Start of DATA FOR THE TASK

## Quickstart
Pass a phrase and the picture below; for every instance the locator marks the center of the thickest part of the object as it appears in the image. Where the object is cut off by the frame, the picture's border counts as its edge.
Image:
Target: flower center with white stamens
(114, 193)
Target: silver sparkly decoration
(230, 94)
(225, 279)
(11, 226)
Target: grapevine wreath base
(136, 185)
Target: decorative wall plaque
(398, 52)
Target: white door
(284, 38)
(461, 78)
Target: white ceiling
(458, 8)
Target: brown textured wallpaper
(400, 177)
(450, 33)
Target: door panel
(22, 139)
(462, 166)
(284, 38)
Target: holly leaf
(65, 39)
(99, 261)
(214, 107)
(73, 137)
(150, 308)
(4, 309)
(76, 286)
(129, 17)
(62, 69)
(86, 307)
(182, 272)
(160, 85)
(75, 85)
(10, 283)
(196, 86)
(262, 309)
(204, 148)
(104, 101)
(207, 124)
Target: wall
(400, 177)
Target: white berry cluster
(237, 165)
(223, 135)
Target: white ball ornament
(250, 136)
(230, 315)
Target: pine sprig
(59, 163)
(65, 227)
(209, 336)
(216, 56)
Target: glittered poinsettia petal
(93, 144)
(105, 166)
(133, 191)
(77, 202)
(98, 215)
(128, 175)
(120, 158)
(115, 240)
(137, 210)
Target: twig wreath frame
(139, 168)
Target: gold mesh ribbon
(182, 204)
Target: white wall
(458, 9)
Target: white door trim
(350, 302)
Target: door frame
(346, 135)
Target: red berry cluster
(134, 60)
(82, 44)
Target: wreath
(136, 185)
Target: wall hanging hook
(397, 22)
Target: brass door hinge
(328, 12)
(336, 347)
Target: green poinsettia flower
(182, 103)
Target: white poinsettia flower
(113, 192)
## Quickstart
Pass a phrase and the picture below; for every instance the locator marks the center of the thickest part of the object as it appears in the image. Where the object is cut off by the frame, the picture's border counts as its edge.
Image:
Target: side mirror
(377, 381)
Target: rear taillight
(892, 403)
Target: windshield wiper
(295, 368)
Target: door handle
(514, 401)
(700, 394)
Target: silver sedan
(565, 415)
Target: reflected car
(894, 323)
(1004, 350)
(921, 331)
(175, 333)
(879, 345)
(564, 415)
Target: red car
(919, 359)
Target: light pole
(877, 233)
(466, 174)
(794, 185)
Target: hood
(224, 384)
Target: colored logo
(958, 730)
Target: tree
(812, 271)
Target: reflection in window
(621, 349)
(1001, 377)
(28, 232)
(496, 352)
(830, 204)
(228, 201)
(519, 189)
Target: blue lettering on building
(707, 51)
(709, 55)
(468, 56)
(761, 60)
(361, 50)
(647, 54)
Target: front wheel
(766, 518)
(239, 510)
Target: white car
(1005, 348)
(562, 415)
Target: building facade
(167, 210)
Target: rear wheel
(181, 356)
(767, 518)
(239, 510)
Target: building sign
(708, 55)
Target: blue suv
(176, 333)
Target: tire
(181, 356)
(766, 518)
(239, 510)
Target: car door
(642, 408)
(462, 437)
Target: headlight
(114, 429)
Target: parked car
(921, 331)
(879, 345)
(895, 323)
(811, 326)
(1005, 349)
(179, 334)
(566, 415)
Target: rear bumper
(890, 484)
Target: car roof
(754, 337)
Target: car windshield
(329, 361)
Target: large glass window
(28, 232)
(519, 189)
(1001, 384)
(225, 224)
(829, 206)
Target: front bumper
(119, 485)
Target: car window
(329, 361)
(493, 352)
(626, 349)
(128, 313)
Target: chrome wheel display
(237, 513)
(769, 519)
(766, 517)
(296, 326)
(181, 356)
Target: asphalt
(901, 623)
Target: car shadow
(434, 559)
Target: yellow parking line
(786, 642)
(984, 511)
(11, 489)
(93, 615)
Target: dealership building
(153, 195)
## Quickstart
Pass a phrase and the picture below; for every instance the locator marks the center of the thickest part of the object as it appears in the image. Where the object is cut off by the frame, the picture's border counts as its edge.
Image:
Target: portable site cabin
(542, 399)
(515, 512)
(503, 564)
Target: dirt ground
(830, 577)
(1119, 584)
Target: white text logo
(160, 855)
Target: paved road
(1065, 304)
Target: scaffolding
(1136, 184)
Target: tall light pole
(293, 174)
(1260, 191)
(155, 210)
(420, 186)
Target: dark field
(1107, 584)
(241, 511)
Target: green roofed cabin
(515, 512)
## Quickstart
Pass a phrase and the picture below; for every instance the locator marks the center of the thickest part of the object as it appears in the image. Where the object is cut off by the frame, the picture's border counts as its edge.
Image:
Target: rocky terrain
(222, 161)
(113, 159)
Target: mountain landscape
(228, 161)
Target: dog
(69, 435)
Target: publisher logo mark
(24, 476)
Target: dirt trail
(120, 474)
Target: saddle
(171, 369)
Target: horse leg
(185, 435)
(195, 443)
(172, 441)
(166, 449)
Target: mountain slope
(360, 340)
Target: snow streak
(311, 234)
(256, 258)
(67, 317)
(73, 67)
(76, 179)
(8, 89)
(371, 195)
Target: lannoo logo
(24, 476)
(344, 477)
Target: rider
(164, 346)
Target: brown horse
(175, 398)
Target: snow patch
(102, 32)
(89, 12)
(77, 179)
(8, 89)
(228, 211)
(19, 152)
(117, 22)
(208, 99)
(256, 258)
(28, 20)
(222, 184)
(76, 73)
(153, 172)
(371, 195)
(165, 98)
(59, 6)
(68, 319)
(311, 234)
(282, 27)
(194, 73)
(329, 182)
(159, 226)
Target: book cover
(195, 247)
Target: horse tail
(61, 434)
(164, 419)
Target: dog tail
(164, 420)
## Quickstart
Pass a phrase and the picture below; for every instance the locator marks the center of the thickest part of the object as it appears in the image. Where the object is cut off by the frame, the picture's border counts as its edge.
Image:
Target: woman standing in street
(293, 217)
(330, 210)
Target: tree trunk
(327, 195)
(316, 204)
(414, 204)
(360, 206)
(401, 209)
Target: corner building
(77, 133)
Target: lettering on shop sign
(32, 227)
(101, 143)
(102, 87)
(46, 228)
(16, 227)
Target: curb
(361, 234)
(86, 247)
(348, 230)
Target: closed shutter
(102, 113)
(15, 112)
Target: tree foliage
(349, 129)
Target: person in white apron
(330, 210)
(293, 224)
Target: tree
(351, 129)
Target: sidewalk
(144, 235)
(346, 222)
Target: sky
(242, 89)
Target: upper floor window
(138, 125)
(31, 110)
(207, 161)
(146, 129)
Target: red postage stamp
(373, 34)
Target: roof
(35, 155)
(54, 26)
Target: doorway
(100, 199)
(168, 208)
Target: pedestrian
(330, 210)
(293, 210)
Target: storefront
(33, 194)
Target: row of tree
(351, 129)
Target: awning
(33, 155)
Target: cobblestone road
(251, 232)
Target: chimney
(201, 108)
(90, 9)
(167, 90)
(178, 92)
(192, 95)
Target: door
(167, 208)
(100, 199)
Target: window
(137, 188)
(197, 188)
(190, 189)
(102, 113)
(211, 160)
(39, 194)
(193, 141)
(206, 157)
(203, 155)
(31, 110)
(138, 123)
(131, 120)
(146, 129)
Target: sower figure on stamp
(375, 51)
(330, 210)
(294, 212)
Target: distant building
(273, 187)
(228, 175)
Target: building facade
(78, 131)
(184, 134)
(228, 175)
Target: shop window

End of DATA FOR THE TASK

- **WHAT IS NEEDED**
Please return exactly the lines from the one containing "Target: brown horse" through the end of the entries above, adding no other line.

- **EXERCISE RESULT**
Target: brown horse
(175, 398)
Target: snow patch
(102, 32)
(89, 12)
(77, 179)
(8, 89)
(228, 211)
(19, 152)
(117, 22)
(208, 99)
(256, 258)
(28, 20)
(222, 184)
(76, 73)
(153, 172)
(371, 195)
(165, 98)
(59, 6)
(68, 319)
(311, 234)
(282, 27)
(194, 73)
(329, 182)
(159, 226)
Target: book cover
(195, 247)
Target: horse tail
(61, 434)
(164, 419)
Target: dog tail
(164, 420)
## Quickstart
Pass a phrase and the picture below; for every instance the locator marks the center of the thickest part of the object as it appears in the image. Where the object is cut off by the frame, the picture's border counts as its edge.
Image:
Target: woman standing in street
(293, 217)
(330, 210)
Target: tree trunk
(327, 195)
(316, 204)
(414, 204)
(360, 206)
(401, 209)
Target: corner building
(77, 133)
Target: lettering on shop sign
(32, 227)
(101, 143)
(102, 87)
(46, 228)
(16, 227)
Target: curb
(361, 234)
(86, 247)
(348, 230)
Target: closed shutter
(102, 113)
(15, 112)
Target: tree foliage
(349, 129)
Target: person in white apron
(330, 210)
(293, 224)
Target: tree
(351, 129)
Target: sidewalk
(144, 235)
(346, 222)
Target: sky
(242, 89)
Target: upper floor window
(138, 125)
(31, 110)
(207, 161)
(146, 129)
Target: red postage stamp
(373, 34)
Target: roof
(35, 155)
(54, 26)
Target: doorway
(100, 199)
(168, 208)
Target: pedestrian
(330, 210)
(293, 210)
Target: storefront
(33, 194)
Target: row of tree
(351, 129)
Target: awning
(33, 155)
Target: cobblestone road
(251, 232)
Target: chimney
(201, 108)
(90, 9)
(167, 90)
(178, 92)
(192, 95)
Target: door
(167, 208)
(100, 199)
Target: window
(137, 188)
(197, 188)
(190, 189)
(102, 113)
(211, 160)
(39, 194)
(193, 141)
(206, 157)
(203, 155)
(31, 110)
(138, 123)
(131, 120)
(146, 129)
Target: sower figure on stamp
(375, 51)
(330, 210)
(294, 212)
Target: distant building
(273, 187)
(228, 175)
Target: building facade
(78, 131)
(184, 134)
(228, 175)
Target: shop window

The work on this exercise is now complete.